BEGIN Information provided

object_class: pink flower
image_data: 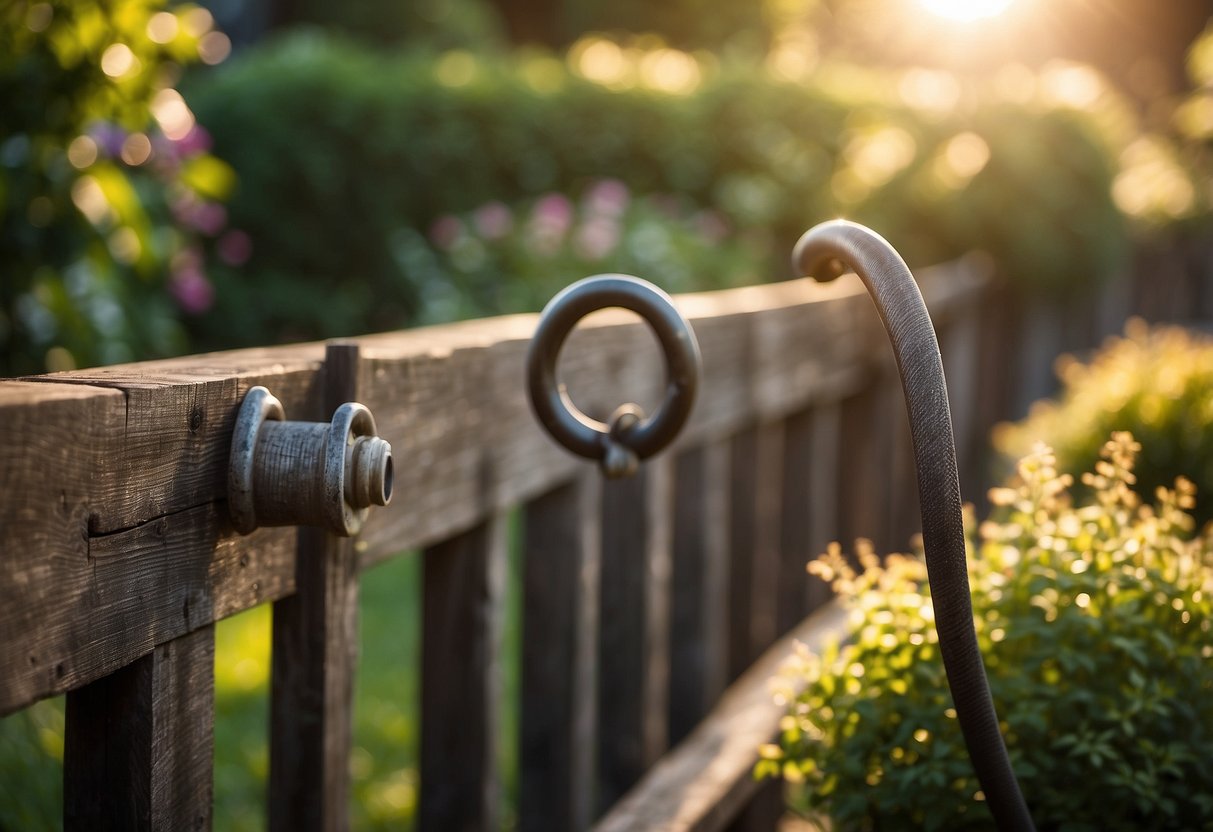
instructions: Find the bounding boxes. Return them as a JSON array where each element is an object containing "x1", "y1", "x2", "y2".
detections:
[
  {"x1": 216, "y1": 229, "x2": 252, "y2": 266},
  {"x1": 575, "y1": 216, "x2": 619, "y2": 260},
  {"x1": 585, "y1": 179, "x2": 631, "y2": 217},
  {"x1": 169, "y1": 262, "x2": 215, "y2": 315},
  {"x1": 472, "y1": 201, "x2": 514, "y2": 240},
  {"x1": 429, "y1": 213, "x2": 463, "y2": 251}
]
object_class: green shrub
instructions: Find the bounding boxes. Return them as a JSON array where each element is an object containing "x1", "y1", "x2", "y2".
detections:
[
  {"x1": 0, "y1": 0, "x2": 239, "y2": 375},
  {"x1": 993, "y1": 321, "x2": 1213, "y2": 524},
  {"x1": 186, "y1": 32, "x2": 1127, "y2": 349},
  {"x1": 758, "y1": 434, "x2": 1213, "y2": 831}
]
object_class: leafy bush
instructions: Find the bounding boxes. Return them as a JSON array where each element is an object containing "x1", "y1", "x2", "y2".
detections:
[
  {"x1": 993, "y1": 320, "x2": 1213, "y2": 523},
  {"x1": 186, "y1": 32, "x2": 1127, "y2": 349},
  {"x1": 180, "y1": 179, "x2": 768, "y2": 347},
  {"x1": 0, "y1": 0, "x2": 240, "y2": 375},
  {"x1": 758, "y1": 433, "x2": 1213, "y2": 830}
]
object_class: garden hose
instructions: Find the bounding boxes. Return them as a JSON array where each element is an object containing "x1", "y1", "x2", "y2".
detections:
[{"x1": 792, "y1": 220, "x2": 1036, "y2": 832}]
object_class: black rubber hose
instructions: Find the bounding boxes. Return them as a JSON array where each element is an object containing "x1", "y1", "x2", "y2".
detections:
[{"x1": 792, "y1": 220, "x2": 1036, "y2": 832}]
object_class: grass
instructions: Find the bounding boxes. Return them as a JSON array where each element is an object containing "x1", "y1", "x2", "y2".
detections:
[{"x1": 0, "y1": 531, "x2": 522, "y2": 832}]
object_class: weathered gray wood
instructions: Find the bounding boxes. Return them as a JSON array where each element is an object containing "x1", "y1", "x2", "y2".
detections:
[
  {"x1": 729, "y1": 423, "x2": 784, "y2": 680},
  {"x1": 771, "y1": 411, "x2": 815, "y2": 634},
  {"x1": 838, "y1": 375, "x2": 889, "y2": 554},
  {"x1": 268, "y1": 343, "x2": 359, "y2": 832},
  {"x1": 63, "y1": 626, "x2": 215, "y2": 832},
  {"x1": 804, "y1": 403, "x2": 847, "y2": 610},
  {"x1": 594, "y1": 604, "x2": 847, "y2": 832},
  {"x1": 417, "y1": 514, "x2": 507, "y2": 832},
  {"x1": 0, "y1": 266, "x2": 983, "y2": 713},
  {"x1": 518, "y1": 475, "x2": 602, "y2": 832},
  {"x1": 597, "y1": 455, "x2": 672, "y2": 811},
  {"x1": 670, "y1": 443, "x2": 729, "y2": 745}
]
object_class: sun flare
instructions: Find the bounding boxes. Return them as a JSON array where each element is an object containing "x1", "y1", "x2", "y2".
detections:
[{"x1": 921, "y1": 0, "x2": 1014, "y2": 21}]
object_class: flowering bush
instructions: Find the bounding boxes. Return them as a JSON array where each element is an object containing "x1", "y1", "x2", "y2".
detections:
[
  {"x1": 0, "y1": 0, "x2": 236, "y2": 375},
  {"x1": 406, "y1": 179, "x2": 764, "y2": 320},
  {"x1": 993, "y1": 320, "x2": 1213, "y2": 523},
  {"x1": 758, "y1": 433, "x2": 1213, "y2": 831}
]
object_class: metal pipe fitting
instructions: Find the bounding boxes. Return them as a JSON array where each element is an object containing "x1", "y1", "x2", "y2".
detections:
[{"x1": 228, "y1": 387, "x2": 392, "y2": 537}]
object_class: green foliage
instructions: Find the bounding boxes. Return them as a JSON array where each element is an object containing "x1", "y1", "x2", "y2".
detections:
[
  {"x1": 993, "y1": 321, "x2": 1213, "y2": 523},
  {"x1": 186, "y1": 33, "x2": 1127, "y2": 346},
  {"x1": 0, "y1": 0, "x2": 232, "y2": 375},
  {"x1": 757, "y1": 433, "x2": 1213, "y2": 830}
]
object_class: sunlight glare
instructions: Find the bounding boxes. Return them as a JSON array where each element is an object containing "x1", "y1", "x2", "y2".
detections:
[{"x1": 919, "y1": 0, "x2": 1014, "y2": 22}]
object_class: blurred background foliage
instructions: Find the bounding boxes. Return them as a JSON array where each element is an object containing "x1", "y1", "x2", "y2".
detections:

END Information provided

Task to complete
Repeat the material above in full and exactly, omitting the pictures.

Task solution
object_class: pink flower
image_data: 
instructions: Find the bounding boxes. Return them as a JSON array where each element is an object containing "x1", "y1", "x2", "y2".
detections:
[
  {"x1": 216, "y1": 229, "x2": 252, "y2": 266},
  {"x1": 575, "y1": 216, "x2": 619, "y2": 260},
  {"x1": 585, "y1": 179, "x2": 631, "y2": 217},
  {"x1": 169, "y1": 262, "x2": 215, "y2": 315},
  {"x1": 472, "y1": 201, "x2": 514, "y2": 240},
  {"x1": 429, "y1": 213, "x2": 463, "y2": 251}
]
object_class: green shrub
instructions: Find the bounding boxes. Return them as a JSON array where each element is an object containing "x1", "y1", "x2", "y2".
detections:
[
  {"x1": 0, "y1": 0, "x2": 239, "y2": 375},
  {"x1": 993, "y1": 321, "x2": 1213, "y2": 524},
  {"x1": 186, "y1": 32, "x2": 1127, "y2": 349},
  {"x1": 758, "y1": 434, "x2": 1213, "y2": 831}
]
object_class: leafy bush
instructions: Find the bounding boxes. Return them as a JSON array where each element is an object containing "x1", "y1", "x2", "y2".
detections:
[
  {"x1": 993, "y1": 320, "x2": 1213, "y2": 523},
  {"x1": 186, "y1": 32, "x2": 1127, "y2": 349},
  {"x1": 180, "y1": 179, "x2": 768, "y2": 347},
  {"x1": 0, "y1": 0, "x2": 240, "y2": 375},
  {"x1": 758, "y1": 433, "x2": 1213, "y2": 830}
]
object_class: garden hose
instructions: Find the bounding boxes. Return them as a JSON array where each element is an object containing "x1", "y1", "x2", "y2".
detections:
[{"x1": 792, "y1": 220, "x2": 1036, "y2": 832}]
object_class: black rubber hose
instructions: Find the bounding boxes. Return them as a JSON array where each element is an object containing "x1", "y1", "x2", "y2".
detections:
[{"x1": 792, "y1": 220, "x2": 1036, "y2": 832}]
object_class: grass
instructions: Find the bounding boxes. Return them as a JSON array where each element is an object containing "x1", "y1", "x2", "y2".
detections:
[{"x1": 0, "y1": 531, "x2": 522, "y2": 832}]
object_class: weathered gray wood
instructions: Find the bounding boxes. Return them as a JSON array where each element is an object containing "x1", "y1", "x2", "y2".
detections:
[
  {"x1": 729, "y1": 423, "x2": 784, "y2": 680},
  {"x1": 771, "y1": 411, "x2": 815, "y2": 634},
  {"x1": 838, "y1": 375, "x2": 889, "y2": 554},
  {"x1": 268, "y1": 343, "x2": 359, "y2": 832},
  {"x1": 63, "y1": 626, "x2": 215, "y2": 832},
  {"x1": 804, "y1": 403, "x2": 847, "y2": 610},
  {"x1": 594, "y1": 604, "x2": 847, "y2": 832},
  {"x1": 417, "y1": 514, "x2": 507, "y2": 832},
  {"x1": 0, "y1": 266, "x2": 983, "y2": 713},
  {"x1": 518, "y1": 475, "x2": 602, "y2": 832},
  {"x1": 597, "y1": 455, "x2": 672, "y2": 811},
  {"x1": 670, "y1": 443, "x2": 729, "y2": 745}
]
object_class: sun flare
instructions: Find the bounding boxes. Return them as a JSON array where each element is an object containing "x1", "y1", "x2", "y2".
detections:
[{"x1": 921, "y1": 0, "x2": 1014, "y2": 21}]
object_class: flowering bush
instructions: Find the bounding boxes. Return them as a JSON array where each element is an object containing "x1", "y1", "x2", "y2".
detections:
[
  {"x1": 0, "y1": 0, "x2": 236, "y2": 375},
  {"x1": 406, "y1": 179, "x2": 764, "y2": 320},
  {"x1": 993, "y1": 320, "x2": 1213, "y2": 523},
  {"x1": 758, "y1": 433, "x2": 1213, "y2": 831}
]
object_class: metal pipe fitting
instructions: Find the bounding boxes. Return them as a JSON array where each element is an object containing "x1", "y1", "x2", "y2".
detections:
[{"x1": 228, "y1": 387, "x2": 392, "y2": 537}]
object_class: green foliage
instructions: Find the bounding boxes. Return them as a JSON array where each element is an object containing "x1", "y1", "x2", "y2".
detections:
[
  {"x1": 993, "y1": 321, "x2": 1213, "y2": 523},
  {"x1": 186, "y1": 33, "x2": 1127, "y2": 346},
  {"x1": 0, "y1": 0, "x2": 232, "y2": 375},
  {"x1": 757, "y1": 433, "x2": 1213, "y2": 830}
]
object_class: sunlight glare
instructions: Find the bounding boxes. Return them as a JSON array where each element is an object containing "x1", "y1", "x2", "y2".
detections:
[{"x1": 919, "y1": 0, "x2": 1014, "y2": 22}]
object_class: blurred background foliage
instructions: Find the bounding boxes. Return them as a JSON array where each element is an object containing "x1", "y1", "x2", "y2".
detections:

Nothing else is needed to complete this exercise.